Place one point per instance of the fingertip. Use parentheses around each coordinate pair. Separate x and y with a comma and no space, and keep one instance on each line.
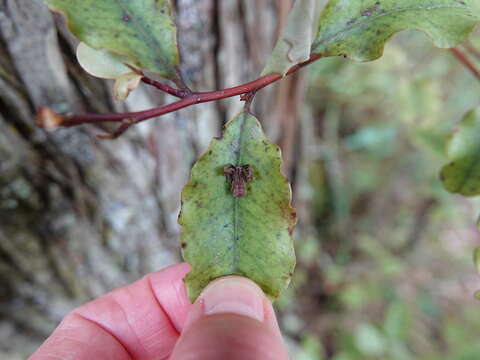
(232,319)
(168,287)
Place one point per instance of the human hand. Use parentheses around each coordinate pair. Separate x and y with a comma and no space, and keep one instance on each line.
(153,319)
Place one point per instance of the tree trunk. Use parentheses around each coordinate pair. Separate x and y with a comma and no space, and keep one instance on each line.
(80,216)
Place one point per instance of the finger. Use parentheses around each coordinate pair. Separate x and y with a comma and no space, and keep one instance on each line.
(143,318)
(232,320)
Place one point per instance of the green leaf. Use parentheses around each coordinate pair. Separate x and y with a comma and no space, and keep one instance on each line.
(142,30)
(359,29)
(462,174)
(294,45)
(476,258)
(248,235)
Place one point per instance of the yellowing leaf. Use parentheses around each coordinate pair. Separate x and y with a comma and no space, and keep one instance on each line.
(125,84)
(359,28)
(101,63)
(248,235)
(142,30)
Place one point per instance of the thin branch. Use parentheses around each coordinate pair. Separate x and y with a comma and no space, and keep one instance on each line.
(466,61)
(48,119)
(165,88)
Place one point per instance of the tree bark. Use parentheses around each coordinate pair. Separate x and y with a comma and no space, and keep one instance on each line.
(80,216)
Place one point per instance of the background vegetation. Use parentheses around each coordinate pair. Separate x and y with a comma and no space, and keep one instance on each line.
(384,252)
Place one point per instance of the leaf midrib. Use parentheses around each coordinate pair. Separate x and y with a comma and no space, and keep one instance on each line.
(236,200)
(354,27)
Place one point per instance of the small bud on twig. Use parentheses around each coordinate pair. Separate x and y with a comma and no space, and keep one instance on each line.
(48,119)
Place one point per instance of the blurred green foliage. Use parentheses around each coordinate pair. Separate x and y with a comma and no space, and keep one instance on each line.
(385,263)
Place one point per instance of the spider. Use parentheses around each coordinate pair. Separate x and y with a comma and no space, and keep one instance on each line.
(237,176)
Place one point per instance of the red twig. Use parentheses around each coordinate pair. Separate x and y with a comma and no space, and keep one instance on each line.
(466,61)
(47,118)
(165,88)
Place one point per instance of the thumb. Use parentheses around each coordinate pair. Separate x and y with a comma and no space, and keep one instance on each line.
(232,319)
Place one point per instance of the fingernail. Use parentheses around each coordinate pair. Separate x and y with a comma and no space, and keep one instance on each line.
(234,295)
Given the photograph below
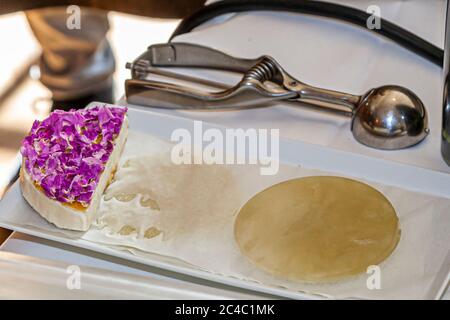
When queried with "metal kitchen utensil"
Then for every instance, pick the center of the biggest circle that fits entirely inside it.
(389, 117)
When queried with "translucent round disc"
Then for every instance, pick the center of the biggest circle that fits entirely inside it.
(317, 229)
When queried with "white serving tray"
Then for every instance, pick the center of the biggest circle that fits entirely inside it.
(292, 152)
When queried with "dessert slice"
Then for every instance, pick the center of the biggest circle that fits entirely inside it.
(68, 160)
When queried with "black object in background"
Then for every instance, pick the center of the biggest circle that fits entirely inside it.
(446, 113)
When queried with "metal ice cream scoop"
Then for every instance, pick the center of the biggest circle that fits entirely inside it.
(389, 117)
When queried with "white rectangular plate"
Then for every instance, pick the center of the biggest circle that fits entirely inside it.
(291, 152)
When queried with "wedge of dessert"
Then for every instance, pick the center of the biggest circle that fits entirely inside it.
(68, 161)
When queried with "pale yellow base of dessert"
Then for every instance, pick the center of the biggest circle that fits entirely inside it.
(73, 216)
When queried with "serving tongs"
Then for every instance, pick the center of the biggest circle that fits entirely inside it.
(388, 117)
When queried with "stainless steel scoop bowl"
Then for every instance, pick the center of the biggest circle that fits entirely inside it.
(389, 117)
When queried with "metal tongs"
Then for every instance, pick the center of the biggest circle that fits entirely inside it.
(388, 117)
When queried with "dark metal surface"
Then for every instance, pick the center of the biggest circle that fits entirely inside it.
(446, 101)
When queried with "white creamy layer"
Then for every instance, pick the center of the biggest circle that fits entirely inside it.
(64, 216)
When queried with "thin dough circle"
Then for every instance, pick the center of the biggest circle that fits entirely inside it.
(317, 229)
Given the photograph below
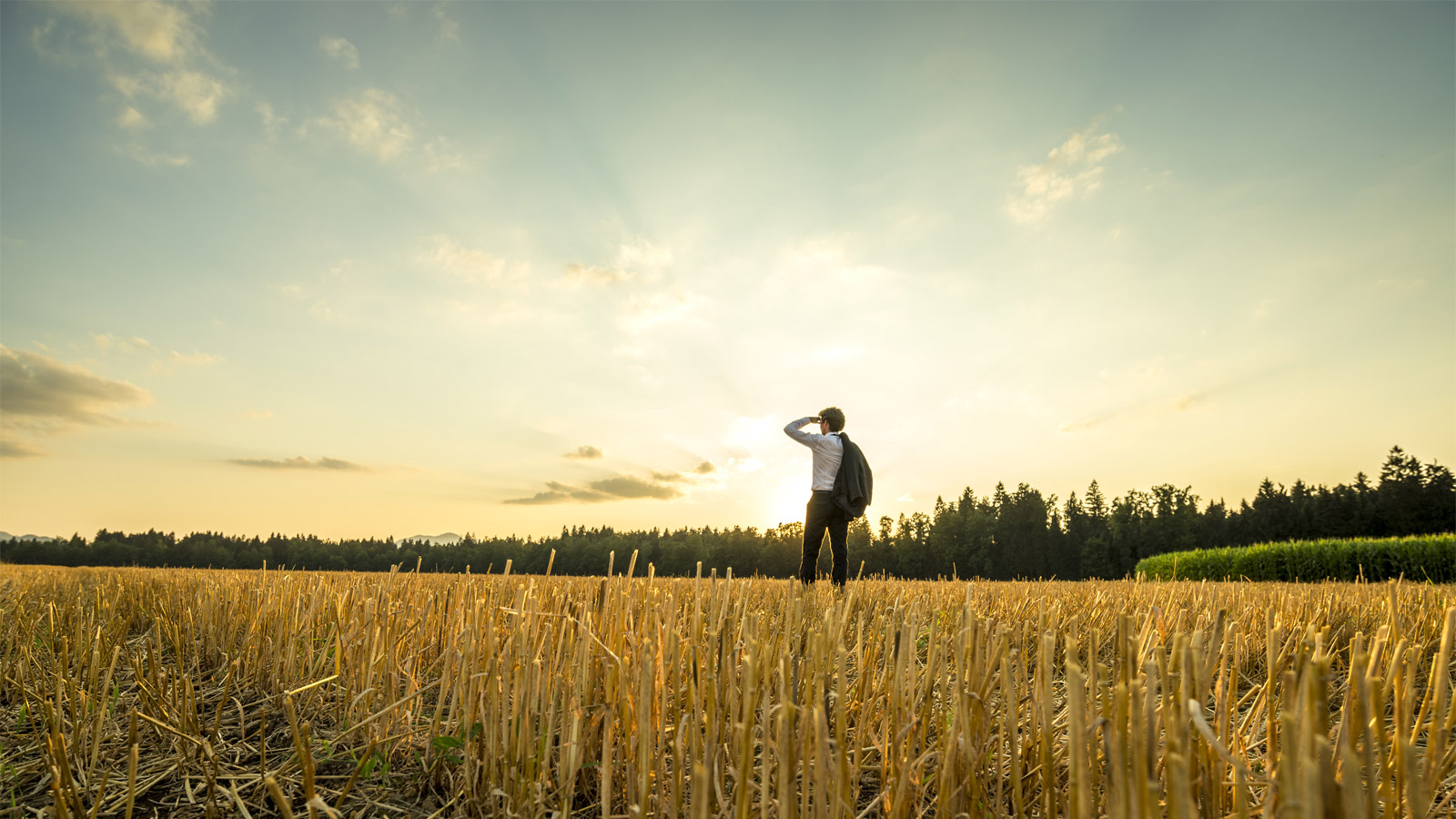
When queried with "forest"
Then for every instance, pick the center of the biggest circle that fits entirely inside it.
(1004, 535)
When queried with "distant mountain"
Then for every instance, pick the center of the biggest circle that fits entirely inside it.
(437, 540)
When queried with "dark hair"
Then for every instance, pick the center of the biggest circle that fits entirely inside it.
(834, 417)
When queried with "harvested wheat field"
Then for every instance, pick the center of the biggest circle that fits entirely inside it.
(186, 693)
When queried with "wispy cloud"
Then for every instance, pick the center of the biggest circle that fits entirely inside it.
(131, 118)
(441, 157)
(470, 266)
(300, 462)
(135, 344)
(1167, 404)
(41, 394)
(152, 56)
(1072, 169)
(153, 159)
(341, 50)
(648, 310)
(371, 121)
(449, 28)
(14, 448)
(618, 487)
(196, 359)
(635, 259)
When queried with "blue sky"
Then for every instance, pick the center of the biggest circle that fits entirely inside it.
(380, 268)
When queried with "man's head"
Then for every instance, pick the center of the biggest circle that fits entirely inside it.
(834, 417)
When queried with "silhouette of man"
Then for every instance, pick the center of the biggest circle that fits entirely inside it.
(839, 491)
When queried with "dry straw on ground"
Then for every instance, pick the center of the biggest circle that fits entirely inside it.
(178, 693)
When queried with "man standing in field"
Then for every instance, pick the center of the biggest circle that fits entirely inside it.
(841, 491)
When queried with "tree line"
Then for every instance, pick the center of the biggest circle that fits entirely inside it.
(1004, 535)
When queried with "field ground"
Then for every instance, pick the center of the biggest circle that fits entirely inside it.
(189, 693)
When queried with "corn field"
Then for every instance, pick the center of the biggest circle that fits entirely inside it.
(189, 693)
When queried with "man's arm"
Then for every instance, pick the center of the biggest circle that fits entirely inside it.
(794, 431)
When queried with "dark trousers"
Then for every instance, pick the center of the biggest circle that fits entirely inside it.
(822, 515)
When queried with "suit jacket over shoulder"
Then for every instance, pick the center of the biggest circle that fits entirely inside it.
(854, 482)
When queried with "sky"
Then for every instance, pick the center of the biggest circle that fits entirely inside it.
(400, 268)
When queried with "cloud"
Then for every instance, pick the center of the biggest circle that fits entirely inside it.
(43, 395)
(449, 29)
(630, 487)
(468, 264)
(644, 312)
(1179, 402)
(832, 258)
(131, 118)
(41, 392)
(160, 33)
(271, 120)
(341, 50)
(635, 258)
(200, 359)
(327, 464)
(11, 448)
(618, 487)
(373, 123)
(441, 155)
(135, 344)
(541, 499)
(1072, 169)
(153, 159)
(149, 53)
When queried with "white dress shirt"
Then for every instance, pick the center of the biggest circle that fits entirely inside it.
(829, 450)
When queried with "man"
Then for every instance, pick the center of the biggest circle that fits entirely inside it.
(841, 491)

==

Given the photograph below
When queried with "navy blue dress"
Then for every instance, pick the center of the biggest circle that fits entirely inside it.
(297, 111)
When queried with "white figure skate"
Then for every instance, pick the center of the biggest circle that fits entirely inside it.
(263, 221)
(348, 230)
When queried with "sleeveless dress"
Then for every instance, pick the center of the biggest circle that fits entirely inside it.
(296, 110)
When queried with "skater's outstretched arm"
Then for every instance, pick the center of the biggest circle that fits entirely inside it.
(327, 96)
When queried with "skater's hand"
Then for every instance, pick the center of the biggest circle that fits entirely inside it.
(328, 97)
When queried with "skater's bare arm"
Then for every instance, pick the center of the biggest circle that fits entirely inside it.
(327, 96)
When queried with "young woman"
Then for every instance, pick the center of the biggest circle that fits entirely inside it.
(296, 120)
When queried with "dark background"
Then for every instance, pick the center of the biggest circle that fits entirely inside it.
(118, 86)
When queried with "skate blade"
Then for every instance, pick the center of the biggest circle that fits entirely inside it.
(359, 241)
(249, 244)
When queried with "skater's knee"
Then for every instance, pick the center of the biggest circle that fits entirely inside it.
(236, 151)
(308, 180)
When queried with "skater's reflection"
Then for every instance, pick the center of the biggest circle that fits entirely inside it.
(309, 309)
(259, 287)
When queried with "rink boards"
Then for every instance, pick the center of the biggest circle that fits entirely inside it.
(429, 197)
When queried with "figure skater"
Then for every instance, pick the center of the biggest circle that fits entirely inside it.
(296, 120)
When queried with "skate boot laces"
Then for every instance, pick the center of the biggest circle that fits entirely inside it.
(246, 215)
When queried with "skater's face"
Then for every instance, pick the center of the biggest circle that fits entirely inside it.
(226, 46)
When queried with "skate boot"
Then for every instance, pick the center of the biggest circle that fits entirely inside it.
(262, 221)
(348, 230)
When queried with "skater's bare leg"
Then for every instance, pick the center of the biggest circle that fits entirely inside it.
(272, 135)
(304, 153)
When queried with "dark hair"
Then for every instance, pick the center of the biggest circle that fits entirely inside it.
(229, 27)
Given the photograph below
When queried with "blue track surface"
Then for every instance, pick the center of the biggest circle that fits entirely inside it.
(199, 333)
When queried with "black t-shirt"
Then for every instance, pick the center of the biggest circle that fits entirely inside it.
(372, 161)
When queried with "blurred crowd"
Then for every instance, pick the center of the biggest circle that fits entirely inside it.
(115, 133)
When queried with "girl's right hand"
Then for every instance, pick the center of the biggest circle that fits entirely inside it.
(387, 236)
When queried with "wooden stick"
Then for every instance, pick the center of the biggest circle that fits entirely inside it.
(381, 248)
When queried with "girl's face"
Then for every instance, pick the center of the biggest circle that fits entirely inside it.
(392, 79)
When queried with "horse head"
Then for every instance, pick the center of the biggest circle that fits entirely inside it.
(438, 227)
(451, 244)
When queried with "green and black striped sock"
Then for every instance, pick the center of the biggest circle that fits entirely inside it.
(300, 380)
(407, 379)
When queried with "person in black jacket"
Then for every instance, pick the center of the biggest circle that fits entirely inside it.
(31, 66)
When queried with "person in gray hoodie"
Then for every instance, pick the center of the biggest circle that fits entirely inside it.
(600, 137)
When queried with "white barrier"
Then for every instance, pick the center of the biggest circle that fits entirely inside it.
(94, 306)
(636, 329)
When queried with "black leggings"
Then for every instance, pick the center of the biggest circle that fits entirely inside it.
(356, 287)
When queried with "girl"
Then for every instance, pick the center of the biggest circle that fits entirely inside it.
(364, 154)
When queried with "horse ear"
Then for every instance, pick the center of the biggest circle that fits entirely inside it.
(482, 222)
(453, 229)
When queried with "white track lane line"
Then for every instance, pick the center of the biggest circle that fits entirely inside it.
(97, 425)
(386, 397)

→ **Short exercise**
Pick out each line in the records above that contains the string "girl", and copy those lines in full.

→ **Full output**
When queried with "girl's right hand"
When queried with "girl's face"
When queried with "girl"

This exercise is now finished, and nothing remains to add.